START Text under study

CALL TO ACTION: Family Caregiver Alliance and the National Partnership for Women & Families request readers to share their paid leave or experience with work and family balance story. As members of Congress consider legislation this year, they need to hear stories from caregivers like you about why they cannot exclude family caregiving from a national paid leave plan. If you are interested in sharing your story, please respond here > California (CA) | National (Other States) .
Harvard Business School Report Calls on Companies to Address Their Employees’ Caregiver Burdens
In what may come to be seen as a watershed report , the Harvard Business School’s Joseph Fuller and Manjari Raman—pulling together a mass of data and persuasive analysis—issue a compelling call for employers to address the enormous caregiving burdens of their employees. Alleviating that burden by becoming “caring companies,” the authors argue, will in the end both reduce costs and increase productivity. American companies, they write, “are facing a caregiving crisis—they just refuse to acknowledge it. Rising healthcare and professional caregiving costs and changing demographics over the past few decades have put great pressure on American employees as they try to balance work and care responsibilities. Many employers remain largely oblivious to the growing costs of this ‘care economy’—costs that hurt employers and employees alike.”

END Text under study
START Data under study

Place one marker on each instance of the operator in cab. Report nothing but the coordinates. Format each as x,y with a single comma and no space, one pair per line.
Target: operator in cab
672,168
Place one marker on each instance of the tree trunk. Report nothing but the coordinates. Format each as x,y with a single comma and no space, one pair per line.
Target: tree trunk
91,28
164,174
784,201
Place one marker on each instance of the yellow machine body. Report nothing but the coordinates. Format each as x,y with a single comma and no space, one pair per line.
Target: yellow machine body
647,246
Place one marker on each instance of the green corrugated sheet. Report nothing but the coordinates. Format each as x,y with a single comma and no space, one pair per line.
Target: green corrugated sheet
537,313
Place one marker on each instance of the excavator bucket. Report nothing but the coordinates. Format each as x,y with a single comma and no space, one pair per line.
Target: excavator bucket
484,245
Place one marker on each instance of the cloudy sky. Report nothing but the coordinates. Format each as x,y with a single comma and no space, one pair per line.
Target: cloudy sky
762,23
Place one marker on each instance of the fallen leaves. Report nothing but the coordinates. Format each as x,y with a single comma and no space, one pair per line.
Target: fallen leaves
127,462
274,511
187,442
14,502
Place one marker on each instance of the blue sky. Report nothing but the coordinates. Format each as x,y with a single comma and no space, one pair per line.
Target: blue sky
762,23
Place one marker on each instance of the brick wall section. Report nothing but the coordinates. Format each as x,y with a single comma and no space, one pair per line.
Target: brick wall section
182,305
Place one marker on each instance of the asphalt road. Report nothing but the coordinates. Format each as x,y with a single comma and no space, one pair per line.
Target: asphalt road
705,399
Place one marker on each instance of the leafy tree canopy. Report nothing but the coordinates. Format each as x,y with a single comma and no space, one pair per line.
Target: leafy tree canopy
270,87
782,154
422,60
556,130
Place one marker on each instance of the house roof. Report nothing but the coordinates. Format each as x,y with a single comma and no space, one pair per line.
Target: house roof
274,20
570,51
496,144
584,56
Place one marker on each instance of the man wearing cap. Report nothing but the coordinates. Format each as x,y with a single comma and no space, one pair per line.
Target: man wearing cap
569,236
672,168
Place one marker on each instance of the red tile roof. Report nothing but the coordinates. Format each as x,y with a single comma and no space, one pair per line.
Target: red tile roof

END Data under study

_Action item_: Copy everything in the caregiving passage from "CALL TO ACTION: Family" down to "(Other States) .".

_Task response_:
CALL TO ACTION: Family Caregiver Alliance and the National Partnership for Women & Families request readers to share their paid leave or experience with work and family balance story. As members of Congress consider legislation this year, they need to hear stories from caregivers like you about why they cannot exclude family caregiving from a national paid leave plan. If you are interested in sharing your story, please respond here > California (CA) | National (Other States) .